### EXTRACTED INFORMATION:
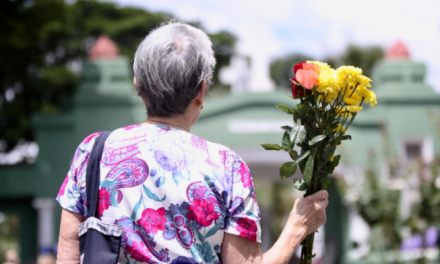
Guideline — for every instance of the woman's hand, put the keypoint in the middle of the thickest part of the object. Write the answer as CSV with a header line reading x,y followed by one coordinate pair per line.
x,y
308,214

...

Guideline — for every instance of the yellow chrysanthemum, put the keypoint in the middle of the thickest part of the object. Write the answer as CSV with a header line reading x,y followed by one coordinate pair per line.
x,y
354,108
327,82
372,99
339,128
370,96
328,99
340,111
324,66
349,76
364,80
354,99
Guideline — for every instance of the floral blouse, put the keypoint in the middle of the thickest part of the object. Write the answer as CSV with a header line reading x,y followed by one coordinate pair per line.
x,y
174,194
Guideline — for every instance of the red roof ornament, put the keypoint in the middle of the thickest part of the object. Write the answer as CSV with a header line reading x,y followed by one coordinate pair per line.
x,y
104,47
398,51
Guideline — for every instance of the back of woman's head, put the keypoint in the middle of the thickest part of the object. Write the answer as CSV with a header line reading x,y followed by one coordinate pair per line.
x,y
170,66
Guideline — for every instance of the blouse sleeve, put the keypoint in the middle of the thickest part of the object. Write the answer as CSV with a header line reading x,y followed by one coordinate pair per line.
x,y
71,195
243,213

### TASK GOAL:
Return every line from the records above that contains the word "thickest", copying each line in full.

### FINISHED EXERCISE:
Guideline — for every instance of the woman's hand, put the keypoint in the middle of the thickest part of the object. Write the answer as CSV with a header line reading x,y followed by one coordinate pair per line.
Guideline — for every instance of the yellow chrysanthemum, put the keypoint in the middle of the thickest part of the object. Write the answer as CSV with a header line reading x,y followed by one coordinate pair per line.
Guideline — for every instance of the floral blouse, put the keypoint in the middle of the thickest part of the object. Write the answer as CSV with a header line reading x,y followed by one coordinate pair per line.
Guideline — for every instance of the red roof ornament, put the keypoint in the middle of the thickest part of the object. Write the answer as CSV with a header line reading x,y followed by one coordinate pair per line.
Guideline — for every instance of the back of woman's head, put the keypoint in the middle of the thickest part of the object. Write the answer as CSV with a header line reading x,y followed by one coordinate pair per line.
Guideline — for every instance of the blouse sleeve, put the keypoint in the middle of the thickest part of the object. Write the answer as CSV with a header line reading x,y followed by one coordinate pair per line.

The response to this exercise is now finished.